====== Фрагмент текста ======

Раздался смех: среди слушателей было немало людей, понимавших, что разница между сидением в 1937 году в Париже или в осажденном франкистами Мадриде была все-таки довольно существенная.
– В Париже или в Мадриде – это в данном случае совершенно не важно, – повторил Александр Борисович, строго оглядев присутствующих.
Смех увял.
– И вот приезжает Илья Григорьевич из Парижа… Ну хорошо, из Мадрида (поклон в мою сторону) на побывку в Москву. И спрашивает: что слышно? Какие новости? И со всех сторон ему шепчут в уши: взяли такого-то… И такого-то… И такого-то… Только об этом и разговоров… И никто ведь не говорит ему, что в это время на Урале задули новую домну. А в Кронштадте со стапелей спустили новый мощный линкор. И поневоле создается у него такая аберрация. Вот такая ложная, искаженная картина тогдашней жизни нашего народа…
Пересказывая сейчас эту замечательную речь Александра Борисовича, я вспомнил название одной программной статьи иных, еще более поздних времен. Посвящена она была двум главным тогдашним возмутителям спокойствия – Солженицыну и Сахарову. А называлась так: «Продавшийся и простак».
Продавшимся был объявлен Солженицын, а Сахарову (на тот момент) уготована была роль простака.
Так вот, пользуясь этой более поздней терминологией, я могу сказать, что Эренбург в той речи Александра Борисовича Чаковского изображался не продавшимся, а – простаком. И слушая его замечательную речь, я мгновенно усек, что дела Эренбурга не так уж плохи. Что раньше или позже – его простят. И вернут в команду на ту же, давно ему назначенную уникальную роль. Потому что, хоть и было некогда сказано, что у нас незаменимых нет, – он, Эренбург, незаменим. Другого такого они не найдут.
Природа его незаменимости состояла, конечно, и в его огромных международных связях, и в его – действительно незаурядном – публицистическом даре, и в его славе «антифашиста № 1». Но более всего, как ни дико это звучит, в его искренности. Да, он знал, что Виктор Кравченко в своей книге написал правду. А его друзья и соратники по борьбе за мир (Жолио-Кюри, Хьюлетт Джонсон, Вюрмсер, Веркор) то ли лгали, то ли по недомыслию плели ерунду. Но при всем при том он совершенно искренне считал Кравченко предателем. Как-то там, в его душе, всё это уживалось.
Вопреки злому определению Солженицына, «фокусником» он не был.
4Было это в один из наших приездов на казенной литгазетской машине к нему на дачу, в Новый Иерусалим. Было в ту пору, когда ездили мы к нему вдвоем, всегда в одном и том же составе: я и Лазарь. И вот сидим мы с Лазарем на террасе эренбурговской дачи. Гостеприимный хозяин, как обычно, угощает нас французским коньяком. Я, как обычно, только пригубливаю (французский коньяк не шибко меня занимает), а Лазарь глядит на меня волком, потому что из-за того, что моя рюмка полна, ему тоже не подливают.
Не помню, зачем мы тогда приехали к Эренбургу и о чем говорили. Но то, что произошло в разгаре этой беседы, запомнилось мне хорошо.

======

Задание A
Как называлась программная статья о Солженицыне и Сахарове, которую упоминает отрывок об Эренбурге?
Задание B
Продолжите отрывок об Эренбурге, начав сразу после его последнего предложения.
Строки не имеют отношения к отрывку об Эренбурге.

====== Данные ======

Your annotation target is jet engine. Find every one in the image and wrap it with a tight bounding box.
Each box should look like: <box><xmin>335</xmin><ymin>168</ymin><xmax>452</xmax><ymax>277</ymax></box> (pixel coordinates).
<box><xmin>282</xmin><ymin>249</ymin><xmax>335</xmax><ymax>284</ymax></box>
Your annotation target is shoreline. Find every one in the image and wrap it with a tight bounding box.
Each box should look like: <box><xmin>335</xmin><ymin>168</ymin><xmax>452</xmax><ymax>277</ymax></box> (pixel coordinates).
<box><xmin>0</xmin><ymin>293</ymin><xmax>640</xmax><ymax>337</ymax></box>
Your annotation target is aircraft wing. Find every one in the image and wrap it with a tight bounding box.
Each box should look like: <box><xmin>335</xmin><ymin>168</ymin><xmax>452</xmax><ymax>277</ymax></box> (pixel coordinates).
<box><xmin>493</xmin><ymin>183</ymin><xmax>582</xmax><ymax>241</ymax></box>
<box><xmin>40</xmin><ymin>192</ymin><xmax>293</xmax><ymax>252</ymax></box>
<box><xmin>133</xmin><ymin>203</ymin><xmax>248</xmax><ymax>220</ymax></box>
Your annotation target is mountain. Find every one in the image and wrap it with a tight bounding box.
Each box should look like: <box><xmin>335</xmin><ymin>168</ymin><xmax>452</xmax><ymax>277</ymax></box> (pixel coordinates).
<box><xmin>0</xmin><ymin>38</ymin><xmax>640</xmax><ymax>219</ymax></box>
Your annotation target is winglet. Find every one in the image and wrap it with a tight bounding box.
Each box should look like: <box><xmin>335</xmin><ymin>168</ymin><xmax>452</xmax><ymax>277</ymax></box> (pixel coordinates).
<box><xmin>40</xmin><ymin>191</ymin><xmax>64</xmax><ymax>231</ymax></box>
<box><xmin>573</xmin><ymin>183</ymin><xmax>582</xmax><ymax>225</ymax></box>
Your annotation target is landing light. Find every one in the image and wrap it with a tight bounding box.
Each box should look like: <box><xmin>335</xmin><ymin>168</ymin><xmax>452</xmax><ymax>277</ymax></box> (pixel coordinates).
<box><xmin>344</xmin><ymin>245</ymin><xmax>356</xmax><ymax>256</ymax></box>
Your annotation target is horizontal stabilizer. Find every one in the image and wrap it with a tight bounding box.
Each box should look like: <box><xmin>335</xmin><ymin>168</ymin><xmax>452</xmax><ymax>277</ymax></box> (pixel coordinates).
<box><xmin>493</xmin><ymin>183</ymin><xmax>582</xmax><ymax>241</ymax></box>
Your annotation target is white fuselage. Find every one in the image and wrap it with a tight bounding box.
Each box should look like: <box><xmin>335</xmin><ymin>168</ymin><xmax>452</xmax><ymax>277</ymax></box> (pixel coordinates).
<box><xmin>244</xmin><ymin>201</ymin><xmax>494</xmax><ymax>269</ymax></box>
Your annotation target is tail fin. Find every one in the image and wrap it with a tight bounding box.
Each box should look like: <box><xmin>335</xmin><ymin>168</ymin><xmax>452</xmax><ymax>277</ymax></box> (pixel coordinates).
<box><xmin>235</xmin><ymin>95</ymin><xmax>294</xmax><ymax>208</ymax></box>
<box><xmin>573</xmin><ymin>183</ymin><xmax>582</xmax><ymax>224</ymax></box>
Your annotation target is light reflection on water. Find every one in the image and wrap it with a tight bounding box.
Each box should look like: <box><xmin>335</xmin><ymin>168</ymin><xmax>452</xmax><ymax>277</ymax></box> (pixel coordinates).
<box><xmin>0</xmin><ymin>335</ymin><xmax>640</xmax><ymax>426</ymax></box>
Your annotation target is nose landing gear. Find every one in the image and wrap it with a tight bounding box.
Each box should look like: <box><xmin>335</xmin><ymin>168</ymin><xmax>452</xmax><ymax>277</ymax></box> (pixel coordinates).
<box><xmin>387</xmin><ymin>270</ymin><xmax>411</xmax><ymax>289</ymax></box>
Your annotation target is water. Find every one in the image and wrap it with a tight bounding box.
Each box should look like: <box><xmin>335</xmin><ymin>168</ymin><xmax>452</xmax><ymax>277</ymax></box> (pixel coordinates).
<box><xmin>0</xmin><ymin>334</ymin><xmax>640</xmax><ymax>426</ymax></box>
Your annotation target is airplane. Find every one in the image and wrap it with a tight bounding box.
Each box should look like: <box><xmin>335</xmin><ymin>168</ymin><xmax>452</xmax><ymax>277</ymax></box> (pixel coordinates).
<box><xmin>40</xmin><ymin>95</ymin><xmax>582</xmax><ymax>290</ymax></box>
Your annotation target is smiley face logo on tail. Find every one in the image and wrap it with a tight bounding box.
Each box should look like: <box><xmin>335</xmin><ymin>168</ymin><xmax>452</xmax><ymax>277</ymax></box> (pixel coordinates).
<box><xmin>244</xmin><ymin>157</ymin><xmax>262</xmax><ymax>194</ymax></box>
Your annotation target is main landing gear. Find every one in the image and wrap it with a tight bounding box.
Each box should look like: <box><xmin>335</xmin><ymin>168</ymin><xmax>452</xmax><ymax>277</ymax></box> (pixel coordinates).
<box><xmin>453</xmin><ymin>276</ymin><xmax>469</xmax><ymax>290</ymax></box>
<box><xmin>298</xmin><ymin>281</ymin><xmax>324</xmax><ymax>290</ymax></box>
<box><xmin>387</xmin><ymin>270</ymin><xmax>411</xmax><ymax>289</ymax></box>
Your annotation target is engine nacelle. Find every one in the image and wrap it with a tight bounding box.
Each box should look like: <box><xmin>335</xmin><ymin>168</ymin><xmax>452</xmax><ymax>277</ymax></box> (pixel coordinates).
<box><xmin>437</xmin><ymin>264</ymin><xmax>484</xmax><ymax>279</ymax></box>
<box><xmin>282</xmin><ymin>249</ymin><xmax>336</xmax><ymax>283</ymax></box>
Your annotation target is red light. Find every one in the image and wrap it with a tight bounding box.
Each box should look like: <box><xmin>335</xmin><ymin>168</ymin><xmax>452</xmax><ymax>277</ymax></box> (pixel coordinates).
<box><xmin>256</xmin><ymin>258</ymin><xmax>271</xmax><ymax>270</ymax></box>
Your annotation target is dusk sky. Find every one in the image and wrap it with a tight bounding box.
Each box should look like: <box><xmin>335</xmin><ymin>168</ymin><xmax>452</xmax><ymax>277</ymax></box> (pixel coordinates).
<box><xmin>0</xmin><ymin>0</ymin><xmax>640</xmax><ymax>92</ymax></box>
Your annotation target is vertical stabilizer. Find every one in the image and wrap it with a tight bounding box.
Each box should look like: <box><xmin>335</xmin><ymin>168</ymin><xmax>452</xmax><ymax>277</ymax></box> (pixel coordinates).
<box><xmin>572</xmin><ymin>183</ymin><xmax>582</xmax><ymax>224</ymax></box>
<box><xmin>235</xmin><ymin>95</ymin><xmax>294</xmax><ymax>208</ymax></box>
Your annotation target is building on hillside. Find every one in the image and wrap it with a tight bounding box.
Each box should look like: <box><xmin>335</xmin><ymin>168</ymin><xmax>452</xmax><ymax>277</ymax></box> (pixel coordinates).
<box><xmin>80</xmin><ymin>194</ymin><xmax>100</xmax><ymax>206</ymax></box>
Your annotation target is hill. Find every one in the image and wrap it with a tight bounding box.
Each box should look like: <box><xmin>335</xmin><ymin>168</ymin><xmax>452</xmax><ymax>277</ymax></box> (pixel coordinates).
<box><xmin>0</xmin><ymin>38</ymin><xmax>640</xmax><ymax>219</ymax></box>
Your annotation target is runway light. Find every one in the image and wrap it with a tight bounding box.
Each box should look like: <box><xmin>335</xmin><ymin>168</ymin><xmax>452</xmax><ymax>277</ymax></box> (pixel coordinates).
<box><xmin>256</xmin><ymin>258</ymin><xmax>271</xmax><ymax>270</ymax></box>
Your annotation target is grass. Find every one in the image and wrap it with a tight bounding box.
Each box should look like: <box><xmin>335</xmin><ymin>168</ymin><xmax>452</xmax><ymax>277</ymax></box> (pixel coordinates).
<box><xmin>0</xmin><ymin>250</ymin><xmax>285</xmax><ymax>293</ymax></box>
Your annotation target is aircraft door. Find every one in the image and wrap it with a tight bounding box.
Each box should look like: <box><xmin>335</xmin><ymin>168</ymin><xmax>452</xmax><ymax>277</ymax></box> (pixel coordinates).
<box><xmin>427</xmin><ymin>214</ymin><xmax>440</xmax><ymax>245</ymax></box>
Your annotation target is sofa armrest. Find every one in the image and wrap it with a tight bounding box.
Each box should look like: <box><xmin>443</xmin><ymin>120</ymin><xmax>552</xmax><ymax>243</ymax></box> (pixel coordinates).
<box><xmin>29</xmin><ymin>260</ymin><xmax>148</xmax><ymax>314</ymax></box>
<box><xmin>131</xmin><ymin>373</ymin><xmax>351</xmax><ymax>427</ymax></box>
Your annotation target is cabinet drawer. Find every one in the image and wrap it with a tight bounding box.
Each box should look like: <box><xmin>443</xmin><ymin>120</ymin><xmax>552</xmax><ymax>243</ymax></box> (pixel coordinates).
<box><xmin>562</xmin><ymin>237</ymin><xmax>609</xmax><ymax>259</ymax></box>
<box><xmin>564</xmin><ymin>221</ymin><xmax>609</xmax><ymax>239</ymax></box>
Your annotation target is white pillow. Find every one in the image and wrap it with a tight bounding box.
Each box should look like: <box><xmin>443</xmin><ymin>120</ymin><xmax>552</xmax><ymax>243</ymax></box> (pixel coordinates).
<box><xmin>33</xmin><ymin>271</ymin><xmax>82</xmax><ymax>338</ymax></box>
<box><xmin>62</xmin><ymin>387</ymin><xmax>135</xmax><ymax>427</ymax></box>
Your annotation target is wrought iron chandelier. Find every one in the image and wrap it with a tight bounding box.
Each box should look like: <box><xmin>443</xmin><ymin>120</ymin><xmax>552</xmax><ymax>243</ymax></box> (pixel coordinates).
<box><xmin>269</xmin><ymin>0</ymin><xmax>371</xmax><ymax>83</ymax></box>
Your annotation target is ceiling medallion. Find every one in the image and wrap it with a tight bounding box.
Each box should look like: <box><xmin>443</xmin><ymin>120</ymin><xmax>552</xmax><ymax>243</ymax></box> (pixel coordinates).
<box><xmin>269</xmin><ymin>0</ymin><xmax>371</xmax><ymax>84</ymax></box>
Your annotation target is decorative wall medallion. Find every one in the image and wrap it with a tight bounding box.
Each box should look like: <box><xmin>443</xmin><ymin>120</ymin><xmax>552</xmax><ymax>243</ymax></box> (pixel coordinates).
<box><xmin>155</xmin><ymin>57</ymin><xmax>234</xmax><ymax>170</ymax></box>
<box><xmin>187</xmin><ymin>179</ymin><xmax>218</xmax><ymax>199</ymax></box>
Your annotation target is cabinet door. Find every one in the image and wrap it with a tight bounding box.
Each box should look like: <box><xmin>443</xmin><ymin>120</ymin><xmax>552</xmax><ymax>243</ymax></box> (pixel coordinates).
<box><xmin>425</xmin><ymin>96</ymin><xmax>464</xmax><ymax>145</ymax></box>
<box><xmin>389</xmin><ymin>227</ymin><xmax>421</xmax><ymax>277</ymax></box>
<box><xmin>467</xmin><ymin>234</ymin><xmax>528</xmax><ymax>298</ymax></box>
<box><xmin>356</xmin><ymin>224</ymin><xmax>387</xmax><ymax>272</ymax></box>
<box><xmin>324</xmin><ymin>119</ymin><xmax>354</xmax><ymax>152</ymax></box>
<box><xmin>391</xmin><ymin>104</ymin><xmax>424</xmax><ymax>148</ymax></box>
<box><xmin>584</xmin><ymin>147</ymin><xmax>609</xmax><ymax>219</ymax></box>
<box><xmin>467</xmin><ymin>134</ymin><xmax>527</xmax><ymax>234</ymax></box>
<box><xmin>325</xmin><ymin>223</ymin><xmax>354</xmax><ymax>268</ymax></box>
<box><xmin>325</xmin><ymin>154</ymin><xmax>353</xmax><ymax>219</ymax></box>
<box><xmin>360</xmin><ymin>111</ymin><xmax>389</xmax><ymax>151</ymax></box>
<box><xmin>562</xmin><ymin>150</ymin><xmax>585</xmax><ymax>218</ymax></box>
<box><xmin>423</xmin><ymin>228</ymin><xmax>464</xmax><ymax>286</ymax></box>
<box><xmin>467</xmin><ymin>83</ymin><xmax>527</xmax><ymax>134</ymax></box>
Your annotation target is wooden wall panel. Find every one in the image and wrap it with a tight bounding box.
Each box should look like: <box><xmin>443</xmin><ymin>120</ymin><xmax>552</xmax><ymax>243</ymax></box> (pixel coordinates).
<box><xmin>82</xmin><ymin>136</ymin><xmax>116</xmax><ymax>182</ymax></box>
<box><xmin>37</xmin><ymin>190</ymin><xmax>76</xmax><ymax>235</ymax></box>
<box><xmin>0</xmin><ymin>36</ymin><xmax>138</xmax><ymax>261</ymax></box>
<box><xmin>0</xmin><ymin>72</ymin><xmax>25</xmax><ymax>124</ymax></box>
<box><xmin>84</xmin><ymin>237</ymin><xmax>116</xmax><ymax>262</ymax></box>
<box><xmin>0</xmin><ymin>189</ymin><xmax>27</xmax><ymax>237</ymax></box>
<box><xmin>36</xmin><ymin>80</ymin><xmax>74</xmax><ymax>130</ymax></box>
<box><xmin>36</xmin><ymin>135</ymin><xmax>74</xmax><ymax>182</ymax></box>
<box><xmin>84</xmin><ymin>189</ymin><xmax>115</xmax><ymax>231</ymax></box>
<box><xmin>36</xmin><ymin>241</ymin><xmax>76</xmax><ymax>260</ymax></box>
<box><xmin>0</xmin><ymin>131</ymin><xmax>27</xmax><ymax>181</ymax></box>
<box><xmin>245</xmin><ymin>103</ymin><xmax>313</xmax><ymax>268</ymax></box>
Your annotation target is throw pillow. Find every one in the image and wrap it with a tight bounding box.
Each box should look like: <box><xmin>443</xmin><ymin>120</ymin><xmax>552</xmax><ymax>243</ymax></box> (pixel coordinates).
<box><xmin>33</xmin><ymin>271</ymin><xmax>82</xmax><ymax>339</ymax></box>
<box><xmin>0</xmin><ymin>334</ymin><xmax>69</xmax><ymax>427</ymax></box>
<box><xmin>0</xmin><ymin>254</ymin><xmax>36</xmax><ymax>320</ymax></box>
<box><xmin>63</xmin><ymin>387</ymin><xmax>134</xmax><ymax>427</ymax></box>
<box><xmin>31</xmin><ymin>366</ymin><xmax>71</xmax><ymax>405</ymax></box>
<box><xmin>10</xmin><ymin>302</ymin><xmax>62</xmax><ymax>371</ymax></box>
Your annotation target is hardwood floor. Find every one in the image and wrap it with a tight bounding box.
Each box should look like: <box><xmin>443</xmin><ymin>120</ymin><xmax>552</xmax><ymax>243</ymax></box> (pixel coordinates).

======

Ответ A
«Продавшийся и простак».

Ответ B
Вдруг на террасе появился кто-то из домашних Ильи Григорьевича и тихо шепнул ему что-то на ухо. Он встал, извинился перед нами и вышел. За стеклами террасы я увидел группу каких-то странных людей: черноусых, низкорослых, худо одетых. Собственно, ничего такого уж особенно странного в них не было. Странным было их появление здесь, на этой даче. Как-то не сочетался весь их облик с Эренбургом, с его трубкой, с этой террасой, с французским коньяком. Сочетался разве что с цветочными грядками и клумбами, окружавшими террасу: я знал, что Эренбург был страстным цветоводом. «Может быть, садовники?» – мелькнула мысль. Нет, и на садовников они были не похожи.
Эренбург увел этих странных гостей куда-то в глубь дома.
Ждать нам его пришлось довольно долго. Во всяком случае, французского коньяка в бутылке за время его отсутствия сильно поубавилось. (Воспользовавшись тем, что мы остались одни, Лазарь не только успел попенять мне на мое нетоварищеское поведение, но и слегка наверстать упущенное.)
Наконец Илья Григорьевич вернулся, уселся на свое место и рассказал нам такую историю.
Странные люди, посетившие его, были – таты. Таты – это такая народность. Живут они на Кавказе. Этническое их происхождение туманно. Говорят на своем, татском языке, близком к персидскому.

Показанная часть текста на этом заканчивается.